## Reading text

* * * * *

Everything is connected: Barbican Quartet on their debut album, Manifesto on Love, on Genuin label
Barbican Quartet (Photo: Andrej Grilc)
Barbican Quartet (Photo: Andrej Grilc)

The Barbican Quartet (Amarins Wierdsma, violin, Kate Maloney, violin, Christoph Slenczka, viola, Yoanna Prodanova, cello) is so-named partly because the founding members, Amarins, Christoph and Yoanna met at the Guildhall School of Music and Drama during their studies, first playing chamber music together for pleasure and later becoming more serious. The present line-up was formed in 2022 when Kate joined them, and that year the quartet won the 71st ARD International String Quartet Competition in Munich. 

Manifesto on Love - Barbican Quartet - Genuin

One of the prizes that the quartet took away from the competition was a recording with the Genuin label. That recording, the quartet’s debut, came out in June. Manifesto on Love features Leoš Janáček’s String Quartet No.2 “Listydůvěrné” (Intimate Letters), The Ear of Grain by Dobrinka Tabakova and two works by Robert Schumann, String Quartet No. 3, Op. 41 in A major and Wenn ich ein Vöglein wär. The works in the programme, including the new piece commissioned from Dobrinka Tabakova by the competition, are all linked by the idea of the love letter, as Schumann’s quartet can be seen as a love letter to his wife Clara. The idea of storytelling is something that the quartet focuses on, it gives them great pleasure. Though they felt that it made sense for their album to have a theme, Manifesto on Love also enabled them to make a wonderful connection between two pieces they love, with the nickname for Janáček’s extremely direct quartet seeming to give them their theme.

They comment that everything is connected in some way, and it is easy to make such connections even if these are somewhat abstract, there are different ways of storytelling. It is not just about having a theme, stories can involve the way pieces relate, but also the more personal element with all four individual voices creating a narrative. This sense of four different voices creating a single whole is one that the quartet works on a lot in rehearsals, admitting that it can be hard work. What they are aiming for is that sense of understanding each other without the need for words. So, the storytelling need not be literal, they can use colour and sound, as well as the sense of communication between the four voices. An abstract piece of music might have a story based on colour and mood, an essence of feeling as in a short story. Sometimes the story simply comes from a visual image as in Dobrinka Tabakova’s piece on the disc, inspired by a Joan Miró painting of the same name and links to the Brothers Grimm story.

* * * * *

## Raw data
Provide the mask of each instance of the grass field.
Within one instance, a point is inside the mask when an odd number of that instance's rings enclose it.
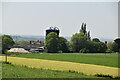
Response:
[[[3,56],[3,61],[4,60],[5,57]],[[24,65],[30,68],[72,71],[72,72],[84,73],[86,75],[102,74],[102,75],[110,75],[113,77],[120,76],[118,75],[119,69],[115,67],[74,63],[67,61],[21,58],[21,57],[8,57],[8,61],[11,62],[12,64]]]
[[[46,59],[46,60],[56,60],[56,61],[68,61],[76,63],[86,63],[86,64],[95,64],[103,65],[110,67],[119,67],[118,65],[118,54],[82,54],[82,53],[62,53],[62,54],[21,54],[16,55],[15,57],[24,57],[24,58],[36,58],[36,59]]]
[[[5,63],[3,63],[2,67],[3,78],[97,78],[80,73],[42,70]]]

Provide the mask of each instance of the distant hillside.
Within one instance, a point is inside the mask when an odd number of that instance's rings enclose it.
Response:
[[[3,35],[3,34],[0,34],[0,35]],[[37,40],[40,40],[40,41],[45,41],[45,36],[32,36],[32,35],[14,35],[12,34],[11,35],[12,38],[15,40],[15,41],[37,41]],[[63,36],[64,38],[66,38],[68,41],[71,40],[71,37],[70,36]],[[113,42],[114,39],[105,39],[105,38],[99,38],[100,41],[108,41],[108,42]]]
[[[44,36],[12,36],[15,41],[45,41]]]

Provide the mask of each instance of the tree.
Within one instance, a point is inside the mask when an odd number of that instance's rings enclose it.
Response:
[[[71,38],[71,47],[74,52],[79,52],[85,47],[86,36],[84,33],[76,33]]]
[[[92,41],[94,41],[94,42],[100,42],[100,40],[98,38],[94,38],[94,39],[92,39]]]
[[[80,29],[80,33],[84,33],[84,35],[86,36],[86,40],[90,40],[90,31],[87,32],[86,30],[86,23],[82,23],[81,25],[81,29]]]
[[[55,32],[46,36],[45,48],[48,53],[57,53],[59,50],[59,37]]]
[[[118,44],[118,49],[119,49],[119,53],[120,53],[120,38],[117,38],[114,41]]]
[[[11,46],[14,45],[14,40],[9,35],[2,35],[2,53],[6,54],[6,62],[7,62],[7,53],[6,50],[9,49]]]
[[[111,50],[113,52],[119,52],[118,44],[116,42],[113,42],[111,45]]]
[[[59,50],[63,53],[69,52],[68,41],[63,37],[59,37]]]

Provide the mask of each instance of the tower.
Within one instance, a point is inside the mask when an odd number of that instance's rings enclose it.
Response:
[[[59,30],[59,28],[57,28],[57,27],[50,27],[50,29],[47,29],[47,30],[46,30],[46,36],[47,36],[50,32],[55,32],[55,33],[57,33],[57,35],[59,36],[60,30]]]

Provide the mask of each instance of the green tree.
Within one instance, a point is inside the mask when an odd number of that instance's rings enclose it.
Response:
[[[29,41],[15,41],[15,46],[26,46],[29,44]]]
[[[111,50],[112,50],[113,52],[119,52],[118,44],[117,44],[116,42],[113,42],[113,43],[112,43]]]
[[[84,33],[84,35],[86,36],[86,40],[90,40],[90,31],[87,32],[86,30],[86,23],[82,23],[81,25],[81,29],[80,29],[80,33]]]
[[[114,41],[118,44],[118,49],[119,49],[119,53],[120,53],[120,38],[117,38]]]
[[[94,41],[94,42],[100,42],[100,40],[98,38],[94,38],[94,39],[92,39],[92,41]]]
[[[84,33],[76,33],[71,38],[71,47],[74,52],[79,52],[85,47],[86,36]]]
[[[14,40],[9,35],[2,35],[0,37],[2,38],[2,53],[6,54],[6,62],[7,62],[7,52],[6,52],[6,50],[14,45]]]
[[[46,36],[45,48],[48,53],[57,53],[59,50],[59,37],[55,32]]]
[[[63,53],[69,52],[68,41],[63,37],[59,37],[59,50]]]

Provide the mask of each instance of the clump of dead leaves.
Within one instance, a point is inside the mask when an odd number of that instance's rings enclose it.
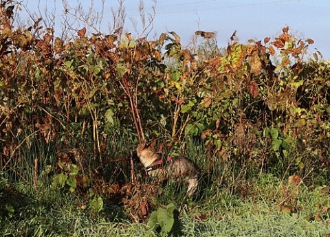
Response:
[[[122,186],[121,192],[127,216],[137,222],[143,222],[155,207],[155,197],[162,193],[162,190],[155,184],[137,182]]]

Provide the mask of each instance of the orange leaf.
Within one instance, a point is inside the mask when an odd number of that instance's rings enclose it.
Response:
[[[263,65],[261,60],[260,59],[258,51],[254,50],[251,56],[248,59],[250,67],[251,67],[251,71],[255,76],[260,74]]]
[[[289,26],[284,27],[282,30],[283,31],[284,34],[287,34],[287,32],[289,31]]]
[[[80,38],[85,37],[86,35],[86,27],[83,27],[82,29],[78,31],[78,36]]]
[[[275,54],[275,49],[272,46],[268,47],[268,50],[270,51],[270,55],[273,56]]]
[[[281,63],[282,66],[286,67],[289,64],[290,64],[290,60],[287,57],[285,57],[283,58],[283,59],[282,59],[282,63]]]
[[[278,49],[283,48],[284,47],[284,43],[280,40],[277,40],[276,41],[272,42],[272,45],[274,45]]]
[[[309,44],[309,45],[311,45],[311,44],[314,44],[314,41],[313,41],[311,38],[307,38],[306,40],[306,41]]]
[[[250,94],[255,99],[258,96],[258,87],[255,81],[252,81],[248,87]]]
[[[279,38],[284,43],[284,42],[289,42],[291,38],[291,36],[289,34],[281,34],[279,36]]]
[[[270,42],[270,37],[266,37],[266,38],[264,38],[263,43],[265,43],[265,44],[266,44],[268,42]]]

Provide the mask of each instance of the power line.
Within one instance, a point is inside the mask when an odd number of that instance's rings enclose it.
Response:
[[[217,0],[208,0],[209,1],[214,1]],[[206,2],[208,1],[201,1],[201,2]],[[297,1],[297,0],[281,0],[281,1],[272,1],[268,2],[263,2],[263,3],[246,3],[246,4],[239,4],[239,5],[232,5],[228,6],[219,6],[219,7],[213,7],[213,8],[201,8],[198,9],[198,11],[208,11],[212,10],[218,10],[218,9],[230,9],[230,8],[241,8],[241,7],[248,7],[248,6],[253,6],[253,5],[270,5],[270,4],[274,4],[274,3],[282,3],[289,1]],[[184,5],[184,3],[179,5]],[[176,10],[176,11],[168,11],[168,12],[156,12],[156,15],[158,14],[171,14],[171,13],[181,13],[181,12],[195,12],[196,10]]]

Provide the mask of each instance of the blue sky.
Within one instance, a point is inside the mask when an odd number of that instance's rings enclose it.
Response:
[[[102,0],[67,0],[69,10],[77,5],[77,1],[85,11],[91,3],[96,12],[102,10]],[[145,0],[146,13],[151,13],[151,0]],[[60,0],[25,0],[23,5],[32,12],[41,10],[45,13],[56,6],[56,27],[63,12]],[[134,33],[130,18],[135,19],[140,30],[138,0],[125,0],[126,20],[125,30]],[[104,0],[101,31],[108,34],[111,23],[111,8],[117,9],[118,1]],[[267,36],[276,36],[281,29],[290,27],[292,33],[302,38],[312,38],[315,43],[309,47],[314,52],[317,48],[325,59],[330,59],[330,0],[158,0],[156,14],[150,38],[162,32],[174,31],[182,38],[184,45],[188,44],[196,30],[215,31],[219,47],[226,47],[234,30],[241,43],[248,39],[263,40]],[[26,19],[22,13],[22,19]]]

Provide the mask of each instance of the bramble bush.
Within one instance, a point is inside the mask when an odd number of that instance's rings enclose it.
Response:
[[[15,179],[33,170],[37,182],[50,162],[38,154],[54,156],[52,172],[74,163],[98,179],[132,148],[118,150],[118,137],[135,146],[145,136],[173,155],[189,139],[202,144],[206,161],[197,162],[214,180],[224,164],[242,178],[327,180],[330,63],[309,56],[313,40],[288,27],[245,44],[234,34],[226,50],[206,56],[207,44],[185,48],[173,32],[148,41],[84,27],[65,40],[41,19],[14,25],[8,8],[0,8],[0,168]],[[109,173],[124,170],[129,181],[126,164]]]

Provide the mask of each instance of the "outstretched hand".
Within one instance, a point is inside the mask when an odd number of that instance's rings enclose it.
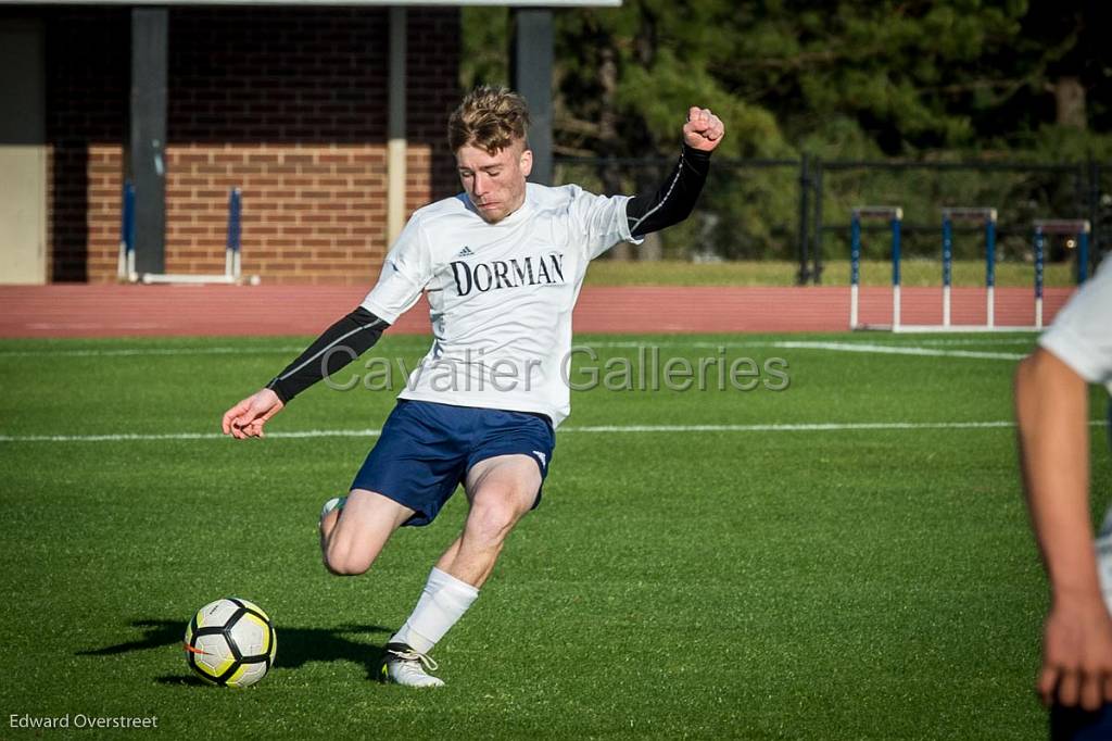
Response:
[[[262,425],[285,406],[278,394],[261,388],[224,413],[224,434],[236,439],[264,437]]]
[[[724,136],[726,136],[726,125],[712,113],[709,108],[692,106],[687,110],[684,144],[688,147],[701,151],[714,151]]]
[[[1045,704],[1096,710],[1112,702],[1112,620],[1103,600],[1051,607],[1039,694]]]

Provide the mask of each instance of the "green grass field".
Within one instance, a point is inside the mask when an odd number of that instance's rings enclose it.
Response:
[[[637,343],[781,357],[791,383],[576,393],[544,503],[437,646],[433,692],[368,674],[463,497],[364,576],[328,575],[317,552],[320,504],[393,394],[317,387],[267,439],[234,442],[215,434],[224,409],[305,338],[0,343],[0,735],[36,735],[13,715],[80,713],[191,739],[1044,737],[1045,582],[1009,426],[1032,336],[578,340],[600,362]],[[413,363],[426,342],[373,353]],[[1099,427],[1092,447],[1108,491]],[[244,691],[200,684],[180,649],[225,595],[278,631],[277,666]]]

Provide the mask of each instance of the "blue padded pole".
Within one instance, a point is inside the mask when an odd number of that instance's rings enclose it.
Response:
[[[1089,278],[1089,233],[1078,235],[1078,285]]]
[[[861,216],[856,213],[850,223],[850,285],[861,283]]]
[[[954,260],[954,225],[949,216],[942,217],[942,285],[950,286]]]

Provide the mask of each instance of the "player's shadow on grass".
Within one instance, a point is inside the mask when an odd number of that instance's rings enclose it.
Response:
[[[115,656],[131,651],[146,651],[180,646],[185,638],[186,626],[180,620],[135,620],[132,628],[142,630],[142,638],[126,641],[102,649],[78,651],[79,656]],[[363,664],[367,676],[375,676],[375,669],[383,643],[365,643],[353,640],[354,635],[368,633],[385,633],[393,631],[383,625],[341,625],[339,628],[278,628],[278,653],[275,666],[279,669],[299,669],[310,661],[350,661]],[[183,663],[183,662],[182,662]],[[160,676],[162,684],[203,684],[197,678]],[[195,681],[196,680],[196,681]]]

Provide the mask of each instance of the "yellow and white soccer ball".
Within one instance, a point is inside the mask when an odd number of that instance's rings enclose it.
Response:
[[[266,676],[278,641],[267,613],[247,600],[210,602],[186,628],[186,661],[207,682],[247,686]]]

* * * * *

## What to work on
Decide whether each statement agrees with the article on the Barbican Quartet, answering yes or no and quoting the deciding words: (a) The quartet's present line-up dates from 2022. (b) Dobrinka Tabakova's piece on the album was inspired by a painting by Pablo Picasso. (c) The recording with the Genuin label was one of the prizes from the competition.

## Answer to this exercise
(a) Yes: "The present line-up was formed in 2022 when Kate joined them"
(b) No: "inspired by a Joan Miró painting of the same name"
(c) Yes: "One of the prizes that the quartet took away from the competition was a recording with the Genuin label."